**Dokumenttext:**

───

Talentierter Hochschullehrer

Wissenschaftlich war Soliva geprägt von seinen Lehrern, den Romanisten Julius Georg Lautner (Universität Zürich) und Robert Feenstra (Universität Leyden) sowie vom Rechtshistoriker und Kriminalisten Karl Siegfried Bader (Universität Zürich). Mit seiner Studie über das eidgenössische Stadt- und Landrecht des Zürcher Bürgermeisters Johann Jakob Leu lieferte Soliva einen wesentlichen Beitrag zur Geschichte der Rechtswissenschaft in der Schweiz des 18. Jahrhunderts. Seine besonderen wissenschaftlichen Interessen galten der juristischen Wissenschafts- und Ideengeschichte. Wenn er die Geschichte der positiven Gesetzgebung in seinen Vorlesungen sorgfältig darlegte, war ihm stets wichtig, dass die Studierenden ein historisch-kritisches Verständnis für die hinter jedem Gesetz stehende Rechtsidee entwickelten. Sodann bemühte er sich, den Studierenden nicht nur die auch heute noch übliche europäische Dimension der Rechtsgeschichte zu vermitteln, sondern auch sehr substantielle Einblicke in die spezifisch schweizerische Rechtsentwicklung zu ermöglichen.

───

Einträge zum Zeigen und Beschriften
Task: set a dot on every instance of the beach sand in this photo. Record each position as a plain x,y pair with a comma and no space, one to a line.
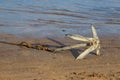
18,63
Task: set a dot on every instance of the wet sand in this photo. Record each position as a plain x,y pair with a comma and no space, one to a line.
18,63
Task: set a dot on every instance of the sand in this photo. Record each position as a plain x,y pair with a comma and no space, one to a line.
18,63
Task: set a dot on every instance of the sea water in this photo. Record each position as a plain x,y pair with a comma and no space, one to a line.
48,18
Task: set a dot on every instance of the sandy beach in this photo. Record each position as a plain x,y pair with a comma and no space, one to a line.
18,63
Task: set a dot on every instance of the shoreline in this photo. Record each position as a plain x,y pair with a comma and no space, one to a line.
18,63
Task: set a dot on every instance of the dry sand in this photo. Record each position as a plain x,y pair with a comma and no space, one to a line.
17,63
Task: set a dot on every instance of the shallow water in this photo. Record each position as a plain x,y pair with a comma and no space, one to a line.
43,18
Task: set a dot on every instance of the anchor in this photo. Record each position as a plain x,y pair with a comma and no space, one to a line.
93,44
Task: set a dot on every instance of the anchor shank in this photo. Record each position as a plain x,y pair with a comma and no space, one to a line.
70,47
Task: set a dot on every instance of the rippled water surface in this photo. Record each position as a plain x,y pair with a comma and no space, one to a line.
45,18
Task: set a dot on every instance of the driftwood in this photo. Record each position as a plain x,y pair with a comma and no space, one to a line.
93,43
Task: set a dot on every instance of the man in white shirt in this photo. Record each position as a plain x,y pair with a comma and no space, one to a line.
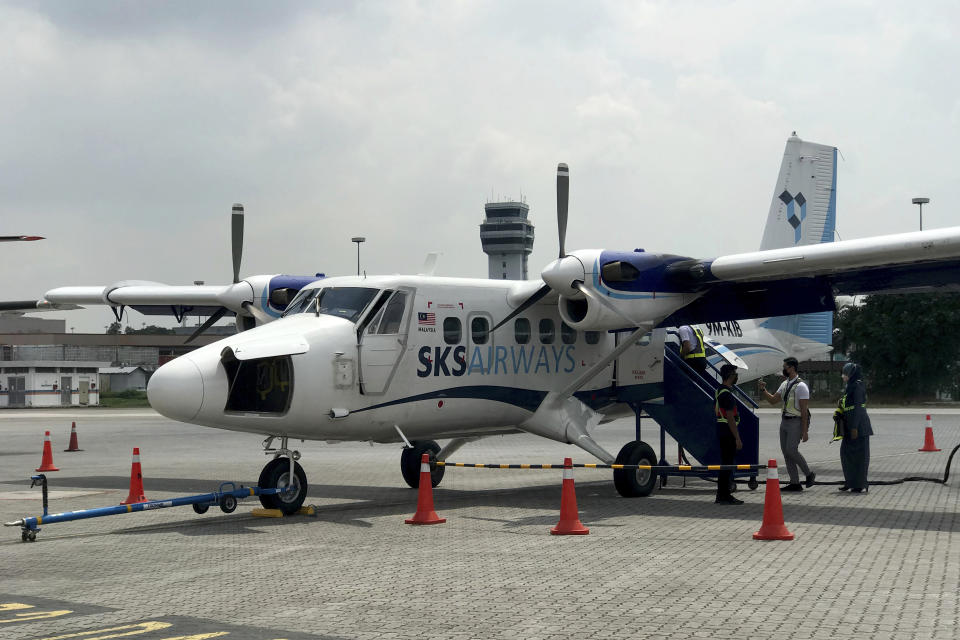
794,422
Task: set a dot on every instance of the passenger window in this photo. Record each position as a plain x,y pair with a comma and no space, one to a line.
479,330
451,330
548,331
393,313
521,330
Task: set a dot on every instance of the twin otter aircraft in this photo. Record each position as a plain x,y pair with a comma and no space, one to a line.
420,358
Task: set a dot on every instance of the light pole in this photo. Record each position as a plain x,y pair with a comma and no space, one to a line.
358,240
921,202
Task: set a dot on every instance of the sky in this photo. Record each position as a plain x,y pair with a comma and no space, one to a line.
129,128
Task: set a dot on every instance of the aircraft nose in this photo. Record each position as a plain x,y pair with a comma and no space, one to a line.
176,389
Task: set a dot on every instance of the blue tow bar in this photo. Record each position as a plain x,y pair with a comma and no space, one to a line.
226,498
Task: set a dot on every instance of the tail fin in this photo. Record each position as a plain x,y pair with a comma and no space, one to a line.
804,205
803,211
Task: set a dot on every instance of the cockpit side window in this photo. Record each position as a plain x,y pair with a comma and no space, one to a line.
393,313
301,301
343,302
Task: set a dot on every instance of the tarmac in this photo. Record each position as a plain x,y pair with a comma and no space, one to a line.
885,564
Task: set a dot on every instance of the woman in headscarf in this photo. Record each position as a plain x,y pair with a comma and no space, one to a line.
855,447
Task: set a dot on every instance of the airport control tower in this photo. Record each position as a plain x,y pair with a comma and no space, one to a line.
507,238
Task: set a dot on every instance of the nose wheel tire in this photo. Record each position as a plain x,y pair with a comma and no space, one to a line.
410,462
276,475
632,483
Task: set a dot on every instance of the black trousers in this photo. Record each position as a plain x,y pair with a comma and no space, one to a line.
728,454
699,364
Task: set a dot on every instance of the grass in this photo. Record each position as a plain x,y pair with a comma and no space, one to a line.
129,398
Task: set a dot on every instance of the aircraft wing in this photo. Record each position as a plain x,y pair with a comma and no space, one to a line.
20,307
806,278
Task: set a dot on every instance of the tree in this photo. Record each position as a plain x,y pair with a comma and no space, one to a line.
903,342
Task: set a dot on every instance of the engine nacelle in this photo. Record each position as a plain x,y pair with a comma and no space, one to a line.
622,290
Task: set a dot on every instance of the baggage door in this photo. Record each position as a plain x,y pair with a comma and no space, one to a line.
66,390
384,341
16,391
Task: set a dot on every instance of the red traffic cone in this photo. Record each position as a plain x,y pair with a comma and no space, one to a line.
136,481
569,524
425,513
772,527
46,462
928,444
74,445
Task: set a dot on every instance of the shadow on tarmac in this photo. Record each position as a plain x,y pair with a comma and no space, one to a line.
597,501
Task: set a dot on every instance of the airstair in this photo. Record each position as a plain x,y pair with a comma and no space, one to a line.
686,412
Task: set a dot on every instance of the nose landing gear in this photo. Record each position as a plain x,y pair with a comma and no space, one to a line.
283,472
410,462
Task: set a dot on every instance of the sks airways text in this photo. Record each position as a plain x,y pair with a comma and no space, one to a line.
415,359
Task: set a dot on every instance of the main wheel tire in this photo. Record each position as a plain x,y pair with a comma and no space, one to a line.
410,462
632,483
276,474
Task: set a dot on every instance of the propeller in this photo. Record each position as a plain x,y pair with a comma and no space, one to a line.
236,238
236,233
563,196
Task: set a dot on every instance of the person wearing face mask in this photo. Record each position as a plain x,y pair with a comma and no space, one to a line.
856,430
794,422
728,435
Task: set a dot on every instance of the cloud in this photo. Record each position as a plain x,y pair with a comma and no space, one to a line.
128,129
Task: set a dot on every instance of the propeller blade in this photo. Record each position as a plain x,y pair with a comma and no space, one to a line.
563,196
257,314
212,320
236,232
526,304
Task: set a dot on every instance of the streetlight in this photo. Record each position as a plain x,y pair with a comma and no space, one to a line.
358,240
921,202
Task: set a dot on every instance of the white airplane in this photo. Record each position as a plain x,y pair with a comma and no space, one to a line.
419,358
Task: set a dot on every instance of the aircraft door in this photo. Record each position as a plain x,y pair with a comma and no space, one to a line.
480,349
66,390
384,341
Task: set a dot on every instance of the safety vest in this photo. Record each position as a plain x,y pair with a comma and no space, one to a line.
699,351
790,407
844,407
716,406
839,416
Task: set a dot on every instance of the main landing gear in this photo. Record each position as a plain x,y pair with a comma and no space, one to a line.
632,483
410,462
282,472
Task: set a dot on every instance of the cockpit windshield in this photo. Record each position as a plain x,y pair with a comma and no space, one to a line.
342,302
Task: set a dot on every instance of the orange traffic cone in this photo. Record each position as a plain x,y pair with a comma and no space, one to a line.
425,513
74,445
136,481
928,444
46,462
569,524
772,527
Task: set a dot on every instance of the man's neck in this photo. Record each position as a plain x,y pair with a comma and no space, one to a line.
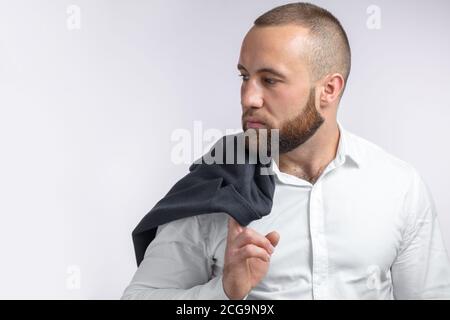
308,160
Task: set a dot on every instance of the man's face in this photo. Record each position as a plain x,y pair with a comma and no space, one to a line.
276,91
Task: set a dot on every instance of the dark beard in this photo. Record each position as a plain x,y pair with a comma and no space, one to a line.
297,131
294,132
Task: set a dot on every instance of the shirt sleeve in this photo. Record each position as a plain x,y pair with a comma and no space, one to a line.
422,268
176,266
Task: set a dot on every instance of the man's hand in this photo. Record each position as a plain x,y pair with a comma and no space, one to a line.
247,258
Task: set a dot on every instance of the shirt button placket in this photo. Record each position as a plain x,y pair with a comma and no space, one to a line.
319,250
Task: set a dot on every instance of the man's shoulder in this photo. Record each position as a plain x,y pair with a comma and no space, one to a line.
374,157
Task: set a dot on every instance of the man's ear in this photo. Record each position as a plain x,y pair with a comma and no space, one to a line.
332,87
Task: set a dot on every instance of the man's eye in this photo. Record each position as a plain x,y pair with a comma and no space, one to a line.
244,77
270,81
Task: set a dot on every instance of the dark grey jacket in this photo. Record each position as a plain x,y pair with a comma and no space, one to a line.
239,190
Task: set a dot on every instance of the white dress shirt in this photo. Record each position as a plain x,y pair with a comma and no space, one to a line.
367,229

───

**Auszuführende Aufgaben:**
a) Geben Sie den Text über den Hochschullehrer Soliva vollständig und wortgetreu wieder.
b) Wie viele Zeilen der Datensätze enthalten die Zeichenfolge „wheel“, wobei Groß- und Kleinschreibung zu beachten ist? Nennen Sie ausschließlich die Zahl.

**Bearbeitete Übung:**
a)
Talentierter Hochschullehrer

Wissenschaftlich war Soliva geprägt von seinen Lehrern, den Romanisten Julius Georg Lautner (Universität Zürich) und Robert Feenstra (Universität Leyden) sowie vom Rechtshistoriker und Kriminalisten Karl Siegfried Bader (Universität Zürich). Mit seiner Studie über das eidgenössische Stadt- und Landrecht des Zürcher Bürgermeisters Johann Jakob Leu lieferte Soliva einen wesentlichen Beitrag zur Geschichte der Rechtswissenschaft in der Schweiz des 18. Jahrhunderts. Seine besonderen wissenschaftlichen Interessen galten der juristischen Wissenschafts- und Ideengeschichte. Wenn er die Geschichte der positiven Gesetzgebung in seinen Vorlesungen sorgfältig darlegte, war ihm stets wichtig, dass die Studierenden ein historisch-kritisches Verständnis für die hinter jedem Gesetz stehende Rechtsidee entwickelten. Sodann bemühte er sich, den Studierenden nicht nur die auch heute noch übliche europäische Dimension der Rechtsgeschichte zu vermitteln, sondern auch sehr substantielle Einblicke in die spezifisch schweizerische Rechtsentwicklung zu ermöglichen.

b) 2